● **YOUR INSTRUCTIONS**:
Which of the lines below contain the word "every"? List all of them, copying each one in full.

● **DATASET CONTENT**:
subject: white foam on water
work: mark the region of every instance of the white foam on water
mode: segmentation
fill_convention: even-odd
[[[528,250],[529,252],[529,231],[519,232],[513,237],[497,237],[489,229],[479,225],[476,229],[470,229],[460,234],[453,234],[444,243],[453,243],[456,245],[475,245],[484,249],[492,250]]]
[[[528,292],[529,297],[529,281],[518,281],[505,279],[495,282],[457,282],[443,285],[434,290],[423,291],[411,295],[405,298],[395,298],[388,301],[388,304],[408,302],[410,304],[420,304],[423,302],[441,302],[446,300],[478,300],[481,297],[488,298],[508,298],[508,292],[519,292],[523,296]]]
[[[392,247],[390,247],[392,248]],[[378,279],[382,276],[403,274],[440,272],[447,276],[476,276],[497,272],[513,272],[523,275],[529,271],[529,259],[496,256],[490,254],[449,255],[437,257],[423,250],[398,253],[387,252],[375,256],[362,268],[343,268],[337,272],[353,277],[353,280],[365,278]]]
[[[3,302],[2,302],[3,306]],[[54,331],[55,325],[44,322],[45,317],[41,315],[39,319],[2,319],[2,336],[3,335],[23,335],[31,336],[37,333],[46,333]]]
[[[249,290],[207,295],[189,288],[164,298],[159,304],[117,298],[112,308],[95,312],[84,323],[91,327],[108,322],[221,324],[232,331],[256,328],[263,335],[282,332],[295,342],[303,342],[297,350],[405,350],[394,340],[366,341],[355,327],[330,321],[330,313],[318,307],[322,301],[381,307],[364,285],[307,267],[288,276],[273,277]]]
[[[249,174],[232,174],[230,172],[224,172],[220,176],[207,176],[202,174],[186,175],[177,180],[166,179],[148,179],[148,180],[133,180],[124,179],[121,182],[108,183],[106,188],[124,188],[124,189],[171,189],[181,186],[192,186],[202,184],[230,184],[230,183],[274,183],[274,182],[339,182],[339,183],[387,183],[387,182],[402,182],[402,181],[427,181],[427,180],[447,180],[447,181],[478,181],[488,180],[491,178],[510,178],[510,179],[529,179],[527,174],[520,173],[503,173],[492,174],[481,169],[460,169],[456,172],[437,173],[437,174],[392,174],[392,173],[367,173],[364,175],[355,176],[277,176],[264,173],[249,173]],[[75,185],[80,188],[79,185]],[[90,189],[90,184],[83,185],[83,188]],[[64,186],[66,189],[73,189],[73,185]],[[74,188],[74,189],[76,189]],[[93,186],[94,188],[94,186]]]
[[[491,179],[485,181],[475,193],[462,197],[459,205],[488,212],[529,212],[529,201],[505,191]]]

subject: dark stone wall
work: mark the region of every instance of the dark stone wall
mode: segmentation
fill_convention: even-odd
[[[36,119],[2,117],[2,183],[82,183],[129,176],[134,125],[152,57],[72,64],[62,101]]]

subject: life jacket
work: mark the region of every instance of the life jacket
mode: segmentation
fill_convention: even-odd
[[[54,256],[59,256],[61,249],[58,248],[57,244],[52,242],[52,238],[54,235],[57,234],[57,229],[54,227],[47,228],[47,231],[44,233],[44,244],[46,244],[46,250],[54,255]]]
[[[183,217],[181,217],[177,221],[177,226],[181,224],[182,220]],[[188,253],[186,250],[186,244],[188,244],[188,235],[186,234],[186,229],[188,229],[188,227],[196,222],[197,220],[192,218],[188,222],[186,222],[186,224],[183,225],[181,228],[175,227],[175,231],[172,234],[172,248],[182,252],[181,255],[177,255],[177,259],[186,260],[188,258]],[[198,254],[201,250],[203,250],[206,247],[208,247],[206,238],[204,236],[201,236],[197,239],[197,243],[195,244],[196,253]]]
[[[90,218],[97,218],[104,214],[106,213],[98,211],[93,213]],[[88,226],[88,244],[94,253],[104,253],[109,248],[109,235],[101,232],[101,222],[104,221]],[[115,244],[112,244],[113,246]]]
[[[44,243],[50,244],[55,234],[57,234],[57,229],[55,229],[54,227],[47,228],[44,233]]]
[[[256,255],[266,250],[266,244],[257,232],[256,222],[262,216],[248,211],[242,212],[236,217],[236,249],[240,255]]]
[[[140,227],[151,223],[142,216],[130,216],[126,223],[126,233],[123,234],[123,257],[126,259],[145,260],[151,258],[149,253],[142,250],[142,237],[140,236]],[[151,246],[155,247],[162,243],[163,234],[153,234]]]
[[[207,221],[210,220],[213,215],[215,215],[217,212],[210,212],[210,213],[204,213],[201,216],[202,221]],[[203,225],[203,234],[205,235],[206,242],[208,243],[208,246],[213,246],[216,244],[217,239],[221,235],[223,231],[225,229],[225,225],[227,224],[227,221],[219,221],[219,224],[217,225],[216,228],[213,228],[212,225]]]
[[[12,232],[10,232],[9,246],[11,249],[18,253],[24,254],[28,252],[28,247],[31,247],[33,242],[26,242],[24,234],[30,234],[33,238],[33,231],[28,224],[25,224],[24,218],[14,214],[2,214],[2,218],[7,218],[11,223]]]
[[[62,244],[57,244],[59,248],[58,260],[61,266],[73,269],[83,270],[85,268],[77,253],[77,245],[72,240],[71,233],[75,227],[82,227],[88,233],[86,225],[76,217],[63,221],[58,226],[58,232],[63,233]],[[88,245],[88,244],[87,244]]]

● **RESULT FOR THIS TASK**:
work: mark the region of every instance of the white foam on water
work: mark the region of every instance of the dark stone wall
work: mark the region of every instance of the life jacket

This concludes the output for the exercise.